◆ EXERCISE DIRECTIONS
Search the records for "below". Copy every line where it appears.

+++ PROVIDED MATERIAL +++

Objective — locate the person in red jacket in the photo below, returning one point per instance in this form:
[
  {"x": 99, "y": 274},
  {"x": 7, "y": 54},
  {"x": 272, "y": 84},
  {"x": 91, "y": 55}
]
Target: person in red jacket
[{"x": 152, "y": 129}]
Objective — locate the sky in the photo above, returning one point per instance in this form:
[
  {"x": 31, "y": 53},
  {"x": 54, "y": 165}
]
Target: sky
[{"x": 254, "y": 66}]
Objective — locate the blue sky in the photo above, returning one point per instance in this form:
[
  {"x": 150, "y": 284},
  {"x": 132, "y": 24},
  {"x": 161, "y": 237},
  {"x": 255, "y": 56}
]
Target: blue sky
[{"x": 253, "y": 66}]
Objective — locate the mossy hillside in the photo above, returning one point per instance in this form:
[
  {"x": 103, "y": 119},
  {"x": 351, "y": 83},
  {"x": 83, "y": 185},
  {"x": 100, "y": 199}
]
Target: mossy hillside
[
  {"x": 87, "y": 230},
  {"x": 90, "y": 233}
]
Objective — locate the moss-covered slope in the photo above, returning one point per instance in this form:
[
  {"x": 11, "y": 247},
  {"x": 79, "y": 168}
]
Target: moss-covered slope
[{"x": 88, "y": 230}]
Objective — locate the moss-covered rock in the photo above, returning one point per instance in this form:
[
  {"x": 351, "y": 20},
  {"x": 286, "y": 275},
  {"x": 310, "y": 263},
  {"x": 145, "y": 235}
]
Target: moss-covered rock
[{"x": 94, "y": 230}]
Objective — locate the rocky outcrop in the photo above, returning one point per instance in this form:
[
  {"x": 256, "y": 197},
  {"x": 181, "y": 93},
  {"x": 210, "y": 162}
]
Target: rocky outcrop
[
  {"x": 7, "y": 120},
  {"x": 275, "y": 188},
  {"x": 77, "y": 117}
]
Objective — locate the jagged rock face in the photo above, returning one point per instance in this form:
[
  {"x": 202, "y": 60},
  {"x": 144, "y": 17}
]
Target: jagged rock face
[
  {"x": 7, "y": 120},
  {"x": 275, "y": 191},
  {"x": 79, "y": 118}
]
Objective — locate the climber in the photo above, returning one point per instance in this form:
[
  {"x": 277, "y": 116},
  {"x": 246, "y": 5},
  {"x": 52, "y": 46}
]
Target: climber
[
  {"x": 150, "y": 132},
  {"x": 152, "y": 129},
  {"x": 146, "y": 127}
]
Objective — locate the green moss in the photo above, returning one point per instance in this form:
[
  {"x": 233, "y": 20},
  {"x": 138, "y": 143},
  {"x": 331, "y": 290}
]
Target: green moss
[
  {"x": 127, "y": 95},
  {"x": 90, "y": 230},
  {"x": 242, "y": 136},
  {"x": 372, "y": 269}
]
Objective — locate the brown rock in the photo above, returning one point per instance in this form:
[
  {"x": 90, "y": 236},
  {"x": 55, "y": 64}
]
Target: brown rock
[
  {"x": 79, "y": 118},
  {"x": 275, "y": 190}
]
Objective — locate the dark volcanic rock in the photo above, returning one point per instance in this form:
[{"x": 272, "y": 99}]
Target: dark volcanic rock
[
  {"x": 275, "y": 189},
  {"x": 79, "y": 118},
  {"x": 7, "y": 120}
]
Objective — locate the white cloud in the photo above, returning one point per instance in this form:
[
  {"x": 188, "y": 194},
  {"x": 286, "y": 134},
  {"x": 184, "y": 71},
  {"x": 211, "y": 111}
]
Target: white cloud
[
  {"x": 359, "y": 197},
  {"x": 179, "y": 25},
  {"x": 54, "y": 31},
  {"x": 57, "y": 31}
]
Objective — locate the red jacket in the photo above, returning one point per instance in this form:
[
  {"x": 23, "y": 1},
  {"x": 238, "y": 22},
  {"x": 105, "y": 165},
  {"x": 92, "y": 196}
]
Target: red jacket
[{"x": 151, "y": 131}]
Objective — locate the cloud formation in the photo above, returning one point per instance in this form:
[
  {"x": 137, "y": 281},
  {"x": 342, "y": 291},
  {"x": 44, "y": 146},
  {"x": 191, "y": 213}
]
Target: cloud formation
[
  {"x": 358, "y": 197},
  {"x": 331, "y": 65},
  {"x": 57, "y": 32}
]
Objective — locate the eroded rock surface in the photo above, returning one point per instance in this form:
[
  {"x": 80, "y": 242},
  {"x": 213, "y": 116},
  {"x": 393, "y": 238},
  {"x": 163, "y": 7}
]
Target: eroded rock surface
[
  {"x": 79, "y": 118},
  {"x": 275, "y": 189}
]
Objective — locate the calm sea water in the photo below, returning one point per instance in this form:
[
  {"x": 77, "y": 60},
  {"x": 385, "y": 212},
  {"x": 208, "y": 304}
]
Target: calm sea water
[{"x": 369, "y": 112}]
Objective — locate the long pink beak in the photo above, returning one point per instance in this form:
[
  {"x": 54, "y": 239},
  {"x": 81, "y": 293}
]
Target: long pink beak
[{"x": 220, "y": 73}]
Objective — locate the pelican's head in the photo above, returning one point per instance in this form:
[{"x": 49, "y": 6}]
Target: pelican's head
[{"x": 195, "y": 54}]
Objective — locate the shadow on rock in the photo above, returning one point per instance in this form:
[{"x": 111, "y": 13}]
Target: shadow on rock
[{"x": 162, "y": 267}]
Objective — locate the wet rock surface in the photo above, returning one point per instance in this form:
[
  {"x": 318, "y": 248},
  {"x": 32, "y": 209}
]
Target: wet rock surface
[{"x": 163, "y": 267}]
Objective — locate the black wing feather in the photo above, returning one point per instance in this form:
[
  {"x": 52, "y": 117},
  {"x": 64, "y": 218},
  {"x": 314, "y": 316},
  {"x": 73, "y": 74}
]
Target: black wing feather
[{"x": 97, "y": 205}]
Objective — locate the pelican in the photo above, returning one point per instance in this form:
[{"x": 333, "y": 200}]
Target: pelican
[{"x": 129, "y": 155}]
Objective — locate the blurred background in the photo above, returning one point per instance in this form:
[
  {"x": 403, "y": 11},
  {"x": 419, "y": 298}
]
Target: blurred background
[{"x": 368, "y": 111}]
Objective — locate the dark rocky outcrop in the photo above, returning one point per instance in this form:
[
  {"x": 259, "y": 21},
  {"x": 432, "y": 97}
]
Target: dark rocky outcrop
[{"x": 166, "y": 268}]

+++

◆ RESPONSE TO THIS EXERCISE
Objective — locate the person in red jacket in the photo below, returning one point per instance in this form:
Objective — locate the calm sea water in the photo below, returning one point per instance in this form:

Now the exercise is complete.